▶ **EXERCISE BRIEF**
Scan the listing below. Return every line containing the string "each".

▶ **EXCERPTED RECORDS**
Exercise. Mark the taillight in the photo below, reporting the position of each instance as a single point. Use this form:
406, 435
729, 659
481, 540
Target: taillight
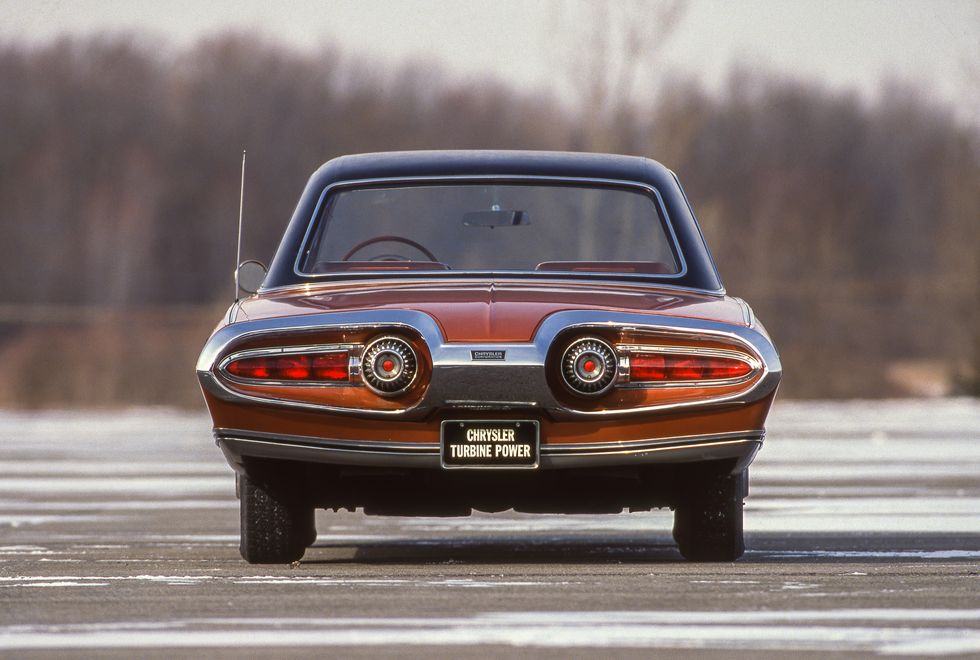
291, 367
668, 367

...

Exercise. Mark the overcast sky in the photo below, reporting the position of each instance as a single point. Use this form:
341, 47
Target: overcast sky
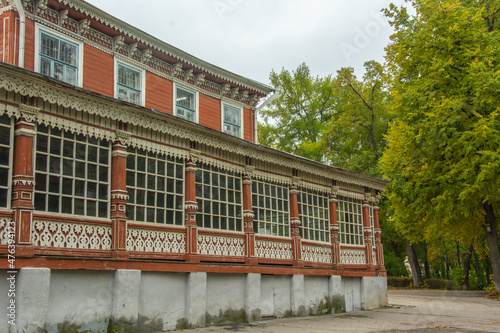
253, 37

▶ **WRITTEN SOLUTION**
Exercise. Mark the taillight in the photo below, reporting the position of each instance as a single point. Use this form:
Exercise. Mark the overcast sky in the photo below, reporting the position of each instance as a single point. Use this form:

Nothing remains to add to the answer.